[Stored data entries]
*****
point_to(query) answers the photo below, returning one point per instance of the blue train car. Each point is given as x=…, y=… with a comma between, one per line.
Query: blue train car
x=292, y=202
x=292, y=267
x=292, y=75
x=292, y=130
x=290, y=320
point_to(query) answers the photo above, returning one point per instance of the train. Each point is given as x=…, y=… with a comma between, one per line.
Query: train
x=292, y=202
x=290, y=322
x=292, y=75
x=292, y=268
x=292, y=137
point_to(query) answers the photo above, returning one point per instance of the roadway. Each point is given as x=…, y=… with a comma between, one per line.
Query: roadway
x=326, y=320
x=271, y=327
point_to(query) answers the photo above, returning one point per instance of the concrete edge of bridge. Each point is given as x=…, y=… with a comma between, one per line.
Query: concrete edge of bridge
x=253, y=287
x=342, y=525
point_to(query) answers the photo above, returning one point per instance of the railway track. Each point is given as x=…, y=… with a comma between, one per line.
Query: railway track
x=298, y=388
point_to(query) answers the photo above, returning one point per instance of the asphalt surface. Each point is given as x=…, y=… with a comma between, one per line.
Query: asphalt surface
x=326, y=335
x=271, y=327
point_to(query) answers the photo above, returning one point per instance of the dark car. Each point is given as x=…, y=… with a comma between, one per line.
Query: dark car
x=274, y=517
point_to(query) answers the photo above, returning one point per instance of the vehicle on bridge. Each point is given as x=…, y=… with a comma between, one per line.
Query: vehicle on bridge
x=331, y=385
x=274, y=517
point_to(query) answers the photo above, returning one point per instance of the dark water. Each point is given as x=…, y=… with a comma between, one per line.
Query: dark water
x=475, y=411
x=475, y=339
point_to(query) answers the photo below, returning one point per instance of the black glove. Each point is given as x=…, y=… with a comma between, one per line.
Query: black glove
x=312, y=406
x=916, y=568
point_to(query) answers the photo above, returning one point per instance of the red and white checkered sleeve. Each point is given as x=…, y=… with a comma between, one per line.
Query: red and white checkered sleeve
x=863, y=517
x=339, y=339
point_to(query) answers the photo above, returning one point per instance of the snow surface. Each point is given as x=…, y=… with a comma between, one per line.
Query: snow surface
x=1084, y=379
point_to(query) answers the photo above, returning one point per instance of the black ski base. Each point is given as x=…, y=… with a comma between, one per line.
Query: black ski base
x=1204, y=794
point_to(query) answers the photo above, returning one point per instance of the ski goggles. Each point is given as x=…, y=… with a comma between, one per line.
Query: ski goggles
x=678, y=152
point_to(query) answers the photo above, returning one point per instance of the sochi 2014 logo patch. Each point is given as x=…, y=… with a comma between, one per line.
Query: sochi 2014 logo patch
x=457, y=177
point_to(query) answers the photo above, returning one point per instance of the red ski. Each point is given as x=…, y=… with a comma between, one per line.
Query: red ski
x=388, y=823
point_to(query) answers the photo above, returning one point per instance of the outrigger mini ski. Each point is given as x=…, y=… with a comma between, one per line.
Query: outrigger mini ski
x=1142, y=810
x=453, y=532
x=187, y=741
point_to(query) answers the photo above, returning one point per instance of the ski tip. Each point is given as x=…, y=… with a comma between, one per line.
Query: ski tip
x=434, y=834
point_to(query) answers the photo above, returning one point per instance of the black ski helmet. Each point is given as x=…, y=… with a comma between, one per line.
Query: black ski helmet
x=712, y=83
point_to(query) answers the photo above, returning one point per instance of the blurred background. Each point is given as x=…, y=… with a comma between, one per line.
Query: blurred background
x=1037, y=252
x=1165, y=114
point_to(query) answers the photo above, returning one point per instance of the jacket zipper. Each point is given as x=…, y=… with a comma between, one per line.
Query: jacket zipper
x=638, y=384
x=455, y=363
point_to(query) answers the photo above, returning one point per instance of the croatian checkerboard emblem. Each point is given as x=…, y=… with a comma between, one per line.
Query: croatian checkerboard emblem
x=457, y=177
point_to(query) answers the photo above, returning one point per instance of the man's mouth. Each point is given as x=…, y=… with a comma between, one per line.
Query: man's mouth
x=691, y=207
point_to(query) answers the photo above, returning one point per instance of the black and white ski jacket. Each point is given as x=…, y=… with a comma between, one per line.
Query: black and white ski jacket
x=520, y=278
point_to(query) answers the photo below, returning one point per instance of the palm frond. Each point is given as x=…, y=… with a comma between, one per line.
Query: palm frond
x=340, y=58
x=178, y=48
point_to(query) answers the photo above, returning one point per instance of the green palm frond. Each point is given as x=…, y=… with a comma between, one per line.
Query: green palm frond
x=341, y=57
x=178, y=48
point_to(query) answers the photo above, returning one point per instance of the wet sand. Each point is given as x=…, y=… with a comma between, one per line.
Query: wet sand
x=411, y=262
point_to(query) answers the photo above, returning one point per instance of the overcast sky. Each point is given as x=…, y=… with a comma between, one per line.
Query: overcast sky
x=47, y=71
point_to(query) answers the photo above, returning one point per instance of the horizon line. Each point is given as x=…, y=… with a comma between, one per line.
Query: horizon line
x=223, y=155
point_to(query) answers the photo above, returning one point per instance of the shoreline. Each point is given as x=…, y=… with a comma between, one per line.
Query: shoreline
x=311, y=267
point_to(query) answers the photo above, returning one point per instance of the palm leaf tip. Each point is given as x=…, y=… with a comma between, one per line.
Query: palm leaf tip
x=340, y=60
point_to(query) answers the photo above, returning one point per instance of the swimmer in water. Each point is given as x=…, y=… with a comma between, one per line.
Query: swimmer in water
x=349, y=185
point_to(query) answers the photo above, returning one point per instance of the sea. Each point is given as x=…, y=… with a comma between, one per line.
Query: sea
*****
_Problem description_
Write out every row above again, replacing "one point per instance" with "a single point for each instance" and leaving everything else the same.

_Response to this exercise_
point_to(query) answers the photo below, returning a single point for each instance of the blue train car. Each point is given as x=…, y=… with a comma between, one per line.
Query: blue train car
x=292, y=202
x=292, y=267
x=292, y=75
x=292, y=130
x=290, y=320
point_to(query) answers the photo above, returning a single point for each instance of the train. Each point is given as x=…, y=… with a comma between, one per line.
Query: train
x=292, y=202
x=290, y=322
x=292, y=75
x=292, y=268
x=292, y=137
point_to(query) answers the photo above, returning a single point for each instance of the roadway. Each point is given as x=…, y=… with a comma between, one per line.
Query: roadway
x=326, y=320
x=271, y=327
point_to(query) answers the photo above, returning a single point for each instance of the concrete edge of bridge. Each point is given as x=…, y=… with a comma between, one per line.
Query: concrete edge of bridge
x=253, y=287
x=342, y=525
point_to(query) answers the photo above, returning a single point for each instance of the railway track. Each point is given as x=…, y=… with a comma between, one per line.
Query: railway track
x=298, y=388
point_to(query) answers the photo above, returning a single point for each instance of the asphalt surface. Each point is given as x=…, y=… with a comma between, one per line.
Query: asphalt surface
x=326, y=335
x=271, y=327
point_to(query) answers the photo above, returning a single point for each instance of the dark car. Each point is given as x=…, y=… with a comma between, one per line.
Query: dark car
x=274, y=517
point_to(query) answers the photo above, returning a single point for each instance of the vehicle on bridge. Each point is given as x=…, y=… with a comma between, one per line.
Query: vehicle on bridge
x=331, y=385
x=274, y=517
point_to(query) answers the photo above, returning a single point for each instance of the dark water. Each point is given as x=…, y=… with a comma between, one per line.
Query: dark water
x=475, y=411
x=475, y=339
point_to(query) answers the photo below, returning a single point for each instance of the black glove. Each point is given as x=…, y=… with a comma between, one per line.
Query: black glove
x=312, y=406
x=916, y=568
point_to(query) answers the photo above, returning a single point for each instance of the red and white checkered sleeve. Each point is given as x=…, y=… with a comma between, one per line.
Query: red and white checkered sleeve
x=863, y=517
x=339, y=339
point_to(query) answers the photo above, returning a single point for each instance of the snow surface. Each point is given as x=…, y=… with a comma between, one per line.
Query: snow surface
x=1084, y=379
point_to(query) answers the photo above, returning a single point for each instance of the black ski base. Each point is given as x=…, y=… with a comma between, one per line.
Query: black ski base
x=1204, y=794
point_to(query) answers the photo above, returning a single point for each instance of the ski goggles. Each point is given as x=…, y=… with a comma between, one per line.
Query: ski goggles
x=678, y=152
point_to(query) answers the photo above, returning a single point for each instance of the sochi 2014 logo patch. Each point is given as x=…, y=… with a comma between, one per line.
Query: sochi 2014 logo patch
x=457, y=177
point_to(query) answers the photo above, returning a single point for each instance of the red ski. Each point is given as x=…, y=… with a comma between, one per line.
Query: red ski
x=388, y=823
point_to(query) answers the photo above, returning a single point for each instance of the outrigger mini ski. Each point is given as x=…, y=… with a comma between, one per line.
Query: outrigger mini ski
x=1142, y=810
x=453, y=532
x=187, y=741
point_to(query) answers the photo above, returning a single point for each instance of the ski tip. Each point is given as x=…, y=… with a comma between, one per line.
Query: ski tip
x=434, y=834
point_to(query) answers the photo above, returning a single point for each instance of the black ski helmet. Each point is given as x=…, y=… with a comma between, one per line.
Query: black ski helmet
x=712, y=83
point_to(query) answers the photo above, returning a single point for each instance of the blurred background. Each point is given as x=…, y=… with a comma between, one per line.
Query: blurred background
x=1037, y=252
x=1165, y=114
point_to(query) answers the photo above, returning a single point for each instance of the jacket zipper. Each point is given as x=…, y=… with a comma between, one per line.
Query: jacket zipper
x=638, y=384
x=455, y=363
point_to(query) answers the photo above, returning a single point for each instance of the croatian checkerboard emblem. Each point is given as x=…, y=… with a comma between, one per line.
Query: croatian checkerboard emblem
x=457, y=177
point_to(query) answers the photo above, returning a single point for each instance of the man's mouth. Each point is given as x=…, y=… with a comma between, one per line.
Query: man's mouth
x=691, y=207
point_to(query) answers the photo above, returning a single point for each instance of the black and white ski jacket. Each point is given as x=…, y=… with a comma between, one per line.
Query: black and white ski jacket
x=520, y=278
point_to(query) answers the photo below, returning a single point for each instance of the palm frond. Each point is given as x=…, y=… with a comma between, one per line.
Query: palm frond
x=340, y=58
x=178, y=48
point_to(query) answers the photo above, returning a single point for each instance of the green palm frond. Each point is given as x=…, y=… with a comma between, one per line.
Query: green palm frond
x=341, y=57
x=178, y=48
point_to(query) answers the photo above, returning a single point for each instance of the wet sand. Each point is given as x=…, y=… with a comma between, one per line.
Query: wet sand
x=411, y=262
point_to(query) answers the photo above, returning a single point for each instance of the overcast sky. Each point is given as x=…, y=… with a comma between, one per line.
Query: overcast sky
x=47, y=71
point_to(query) answers the photo above, returning a single point for each instance of the horizon line. Each point is given as x=…, y=… with a comma between, one per line.
Query: horizon line
x=223, y=155
point_to(query) answers the photo above, returning a single point for each instance of the shoreline. Each point is given as x=…, y=… with a comma between, one per line.
Query: shoreline
x=311, y=267
point_to(query) answers the photo above, returning a single point for each instance of the palm leaf tip. Each point is given as x=…, y=… with a comma between, one per line.
Query: palm leaf tip
x=340, y=60
point_to(query) answers the photo above, returning a single point for each instance of the swimmer in water. Each point is given as x=…, y=… with a comma between, one per line.
Query: swimmer in water
x=349, y=185
point_to(query) answers the photo above, returning a single point for each instance of the sea. Each point is given as x=…, y=… with a comma between, one per line.
Query: sea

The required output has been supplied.